(Excerpts of pointing data)
>> Begin

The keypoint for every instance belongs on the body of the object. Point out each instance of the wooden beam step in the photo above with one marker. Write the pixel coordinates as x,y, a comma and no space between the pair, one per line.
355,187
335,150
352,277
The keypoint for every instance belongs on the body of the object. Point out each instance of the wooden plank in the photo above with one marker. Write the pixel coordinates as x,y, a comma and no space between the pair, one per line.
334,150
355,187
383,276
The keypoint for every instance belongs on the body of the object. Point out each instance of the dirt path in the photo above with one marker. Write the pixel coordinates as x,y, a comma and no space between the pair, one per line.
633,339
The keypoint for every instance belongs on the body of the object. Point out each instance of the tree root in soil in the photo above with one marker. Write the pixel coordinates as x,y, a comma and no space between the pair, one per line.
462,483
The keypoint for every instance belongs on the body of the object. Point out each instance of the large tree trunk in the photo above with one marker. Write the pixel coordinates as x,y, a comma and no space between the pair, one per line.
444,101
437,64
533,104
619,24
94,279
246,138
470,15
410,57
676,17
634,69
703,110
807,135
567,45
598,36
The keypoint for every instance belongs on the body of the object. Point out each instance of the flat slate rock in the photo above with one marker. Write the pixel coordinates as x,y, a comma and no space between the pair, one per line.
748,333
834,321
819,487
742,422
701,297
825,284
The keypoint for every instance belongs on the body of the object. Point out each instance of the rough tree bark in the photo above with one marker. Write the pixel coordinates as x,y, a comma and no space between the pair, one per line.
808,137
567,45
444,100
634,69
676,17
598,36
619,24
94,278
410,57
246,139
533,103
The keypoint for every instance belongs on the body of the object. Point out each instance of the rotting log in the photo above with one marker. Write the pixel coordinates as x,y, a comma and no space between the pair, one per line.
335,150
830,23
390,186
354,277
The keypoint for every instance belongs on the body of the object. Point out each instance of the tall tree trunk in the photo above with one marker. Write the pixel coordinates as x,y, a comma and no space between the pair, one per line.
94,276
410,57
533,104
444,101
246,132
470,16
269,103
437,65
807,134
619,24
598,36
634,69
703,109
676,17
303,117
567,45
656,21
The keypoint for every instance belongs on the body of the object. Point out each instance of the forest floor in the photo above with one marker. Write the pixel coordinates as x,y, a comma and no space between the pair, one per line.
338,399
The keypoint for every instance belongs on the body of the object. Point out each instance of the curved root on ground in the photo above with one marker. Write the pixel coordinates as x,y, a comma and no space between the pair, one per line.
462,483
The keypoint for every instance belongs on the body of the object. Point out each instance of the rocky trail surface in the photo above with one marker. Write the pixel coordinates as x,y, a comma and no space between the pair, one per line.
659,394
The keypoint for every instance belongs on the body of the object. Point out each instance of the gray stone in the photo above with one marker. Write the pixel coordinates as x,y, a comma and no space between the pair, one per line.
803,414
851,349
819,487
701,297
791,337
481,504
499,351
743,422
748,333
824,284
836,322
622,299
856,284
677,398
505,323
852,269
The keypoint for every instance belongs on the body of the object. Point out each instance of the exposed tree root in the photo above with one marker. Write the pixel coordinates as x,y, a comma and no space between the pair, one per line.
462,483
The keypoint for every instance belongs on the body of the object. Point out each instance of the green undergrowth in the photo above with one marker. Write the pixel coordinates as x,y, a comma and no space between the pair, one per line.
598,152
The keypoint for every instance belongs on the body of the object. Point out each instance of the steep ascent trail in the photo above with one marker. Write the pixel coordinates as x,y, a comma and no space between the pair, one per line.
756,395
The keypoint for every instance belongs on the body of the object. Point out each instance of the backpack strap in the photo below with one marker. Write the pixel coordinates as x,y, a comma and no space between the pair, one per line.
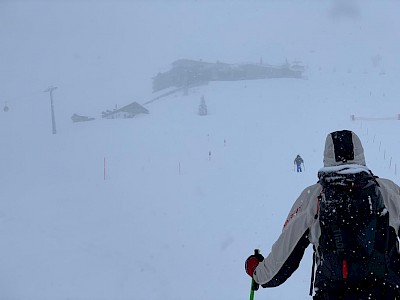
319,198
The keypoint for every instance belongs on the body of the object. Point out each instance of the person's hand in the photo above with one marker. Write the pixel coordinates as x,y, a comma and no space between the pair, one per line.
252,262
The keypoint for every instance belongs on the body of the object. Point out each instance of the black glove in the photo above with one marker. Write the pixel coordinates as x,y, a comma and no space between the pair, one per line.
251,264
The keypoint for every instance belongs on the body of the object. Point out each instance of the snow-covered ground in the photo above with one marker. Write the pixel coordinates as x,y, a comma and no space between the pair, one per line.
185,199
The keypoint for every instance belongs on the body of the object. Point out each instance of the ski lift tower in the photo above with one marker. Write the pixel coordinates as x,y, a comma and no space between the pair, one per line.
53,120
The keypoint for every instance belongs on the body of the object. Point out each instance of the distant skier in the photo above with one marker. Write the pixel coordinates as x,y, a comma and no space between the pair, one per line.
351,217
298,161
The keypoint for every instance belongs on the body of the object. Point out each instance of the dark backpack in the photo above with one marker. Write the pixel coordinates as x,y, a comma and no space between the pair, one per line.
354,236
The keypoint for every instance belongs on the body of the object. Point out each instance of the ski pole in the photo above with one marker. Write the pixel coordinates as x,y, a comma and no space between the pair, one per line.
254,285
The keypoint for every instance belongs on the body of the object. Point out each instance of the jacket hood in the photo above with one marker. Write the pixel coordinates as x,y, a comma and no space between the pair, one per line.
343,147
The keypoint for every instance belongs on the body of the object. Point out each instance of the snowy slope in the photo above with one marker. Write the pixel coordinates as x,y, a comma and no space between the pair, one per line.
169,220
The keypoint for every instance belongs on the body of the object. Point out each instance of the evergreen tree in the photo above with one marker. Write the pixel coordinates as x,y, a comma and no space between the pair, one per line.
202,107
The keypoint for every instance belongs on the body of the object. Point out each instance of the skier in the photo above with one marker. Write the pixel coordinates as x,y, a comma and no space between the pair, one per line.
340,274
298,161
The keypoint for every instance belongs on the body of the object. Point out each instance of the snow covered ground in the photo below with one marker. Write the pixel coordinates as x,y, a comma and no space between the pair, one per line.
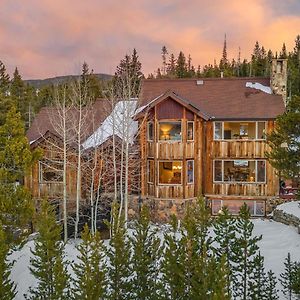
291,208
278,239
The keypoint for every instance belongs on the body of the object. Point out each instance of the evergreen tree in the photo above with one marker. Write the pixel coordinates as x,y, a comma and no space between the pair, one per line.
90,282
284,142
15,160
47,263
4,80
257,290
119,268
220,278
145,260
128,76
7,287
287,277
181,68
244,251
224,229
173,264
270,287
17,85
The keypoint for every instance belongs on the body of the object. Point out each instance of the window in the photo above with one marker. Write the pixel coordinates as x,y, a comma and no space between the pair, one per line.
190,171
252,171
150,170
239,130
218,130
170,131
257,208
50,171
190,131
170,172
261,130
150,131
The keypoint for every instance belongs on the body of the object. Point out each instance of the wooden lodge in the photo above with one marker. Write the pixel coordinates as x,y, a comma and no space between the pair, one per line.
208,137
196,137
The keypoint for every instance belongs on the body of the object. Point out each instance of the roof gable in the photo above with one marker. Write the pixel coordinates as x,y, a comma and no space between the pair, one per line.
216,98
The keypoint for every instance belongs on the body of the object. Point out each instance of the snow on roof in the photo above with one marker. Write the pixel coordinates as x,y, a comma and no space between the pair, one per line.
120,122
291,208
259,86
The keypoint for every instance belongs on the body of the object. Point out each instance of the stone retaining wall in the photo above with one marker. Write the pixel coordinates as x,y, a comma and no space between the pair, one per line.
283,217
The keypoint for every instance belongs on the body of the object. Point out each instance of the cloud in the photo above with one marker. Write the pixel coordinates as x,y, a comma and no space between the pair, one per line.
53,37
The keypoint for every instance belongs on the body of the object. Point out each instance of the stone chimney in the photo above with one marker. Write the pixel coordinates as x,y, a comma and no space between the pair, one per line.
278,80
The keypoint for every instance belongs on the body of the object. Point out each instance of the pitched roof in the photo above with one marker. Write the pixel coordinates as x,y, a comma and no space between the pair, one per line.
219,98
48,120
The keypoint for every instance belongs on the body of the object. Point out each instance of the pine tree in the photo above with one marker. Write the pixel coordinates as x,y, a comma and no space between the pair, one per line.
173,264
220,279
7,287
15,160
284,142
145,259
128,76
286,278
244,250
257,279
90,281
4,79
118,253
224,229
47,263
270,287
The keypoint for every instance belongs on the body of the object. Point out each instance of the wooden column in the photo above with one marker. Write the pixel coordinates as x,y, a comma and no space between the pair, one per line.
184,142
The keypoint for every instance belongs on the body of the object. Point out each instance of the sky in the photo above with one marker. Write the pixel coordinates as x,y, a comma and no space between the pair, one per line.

>> End

**Exercise task**
Repeat exactly, and only, the lines from the line containing "of the pine" through the last line of the records above, both included.

**Written solution**
The keypoint for every instance belongs on the body of the object. Point out each instance of the pine tree in the photo above with one marker. Write the pixel coordinates as x,y, a comma and no space between the pair, one per line.
173,264
220,279
7,287
15,160
284,142
145,259
128,76
286,278
244,250
257,279
90,281
4,79
118,253
224,229
47,263
270,287
The keypoint for every instance belongs on the body of the object. Point out each instance of the wooden column in the photo above with one marker. Write the pixel coordinates as x,y, a comma and no space between the pair, one per line.
184,142
The keypoint for every instance belongs on the body of the object. Point out each instance of the sky in the photo above with one marker. Write the pixel coordinates as x,y, a comma and no space between the pair, one per line.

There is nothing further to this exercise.